═════ Document text ═════

Originally touted as a UN-authorised intervention to impose a 'no-fly zone' over Libya, the US fired dozens of million-dollar Tomahawk missiles at Gaddafi regime targets from the outset, deliberately aiming at regime change, a goal rhetorically rejected as an object of US and western policy but aimed at nonetheless. It is crystal clear that a policy claiming to protect civilians, aspects of which are contested by human rights monitoring organisations like Amnesty, by attacking Gaddafi forces instantly transformed into military belligerence on behalf of one side of the domestic conflict as NATO rained bombs from the skies through thousands of airstrikes. The legitimacy of the intervention was, and remains, in doubt. To argue that the UN gave authorisation for intervention was exposed as a sham as soon as the US and Anglo-French forces started attacking Gaddafi's infrastructure. That the Arab League, originally established with British colonial-era support, provided legitimacy was always hollow - the likes of Saudi Arabia and Qatar and other ‘conservative’ Gulf States repress their populations and put down domestic rebellions with ruthless force, and are hardly bastions of human rights and democratic virtue. Indeed, alongside support for Western intervention in Libya, the Saudis and others were busy putting down with military force uprisings in Bahrain.

Neither UN authority nor Arab League support legitimised intervention in a civil war, particularly the kind of selective interventions that are the hallmark of imperial powers.

═════

# Stated goal 1:
Which organizations does the passage on the Libya intervention name? List each one once.

═════ Information provided ═════

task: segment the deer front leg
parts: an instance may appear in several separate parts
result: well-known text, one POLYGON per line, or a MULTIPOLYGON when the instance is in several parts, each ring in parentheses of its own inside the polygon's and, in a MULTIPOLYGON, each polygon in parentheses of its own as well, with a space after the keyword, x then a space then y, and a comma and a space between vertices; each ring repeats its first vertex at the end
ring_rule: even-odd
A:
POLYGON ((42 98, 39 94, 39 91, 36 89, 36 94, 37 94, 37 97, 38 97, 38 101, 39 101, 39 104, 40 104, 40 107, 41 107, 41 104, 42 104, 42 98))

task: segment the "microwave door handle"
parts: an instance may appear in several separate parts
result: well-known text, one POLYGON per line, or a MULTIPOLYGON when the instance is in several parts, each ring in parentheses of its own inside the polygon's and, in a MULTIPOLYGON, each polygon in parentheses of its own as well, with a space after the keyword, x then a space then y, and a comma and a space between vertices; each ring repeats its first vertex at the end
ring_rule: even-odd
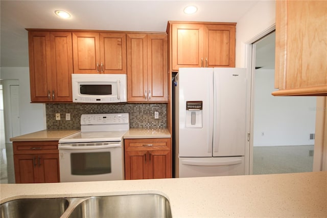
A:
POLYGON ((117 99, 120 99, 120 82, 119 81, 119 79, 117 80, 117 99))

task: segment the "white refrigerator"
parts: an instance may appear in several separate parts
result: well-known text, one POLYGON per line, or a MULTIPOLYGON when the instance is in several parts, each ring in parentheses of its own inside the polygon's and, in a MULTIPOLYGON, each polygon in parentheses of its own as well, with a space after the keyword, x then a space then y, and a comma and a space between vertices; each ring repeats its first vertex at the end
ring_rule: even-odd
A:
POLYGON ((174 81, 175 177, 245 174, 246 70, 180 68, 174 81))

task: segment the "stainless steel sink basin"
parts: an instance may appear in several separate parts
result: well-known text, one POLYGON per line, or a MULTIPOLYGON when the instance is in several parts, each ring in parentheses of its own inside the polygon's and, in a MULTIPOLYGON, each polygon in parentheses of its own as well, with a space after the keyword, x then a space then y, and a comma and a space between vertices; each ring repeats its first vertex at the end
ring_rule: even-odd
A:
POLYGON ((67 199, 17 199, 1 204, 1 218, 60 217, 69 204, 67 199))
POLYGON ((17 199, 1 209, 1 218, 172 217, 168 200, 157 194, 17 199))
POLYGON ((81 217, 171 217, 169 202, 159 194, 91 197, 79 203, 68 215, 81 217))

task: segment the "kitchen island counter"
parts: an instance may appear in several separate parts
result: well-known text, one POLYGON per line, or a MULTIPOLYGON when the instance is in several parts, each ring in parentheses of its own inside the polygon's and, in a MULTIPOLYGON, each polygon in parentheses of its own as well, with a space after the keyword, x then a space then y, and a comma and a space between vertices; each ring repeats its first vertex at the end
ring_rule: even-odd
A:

═════

# Stated goal 2:
How many lines of the records contain the string "task"? Case counts, so reply with the number only.

# Correct response 1:
UN, Amnesty, NATO, Arab League

# Correct response 2:
5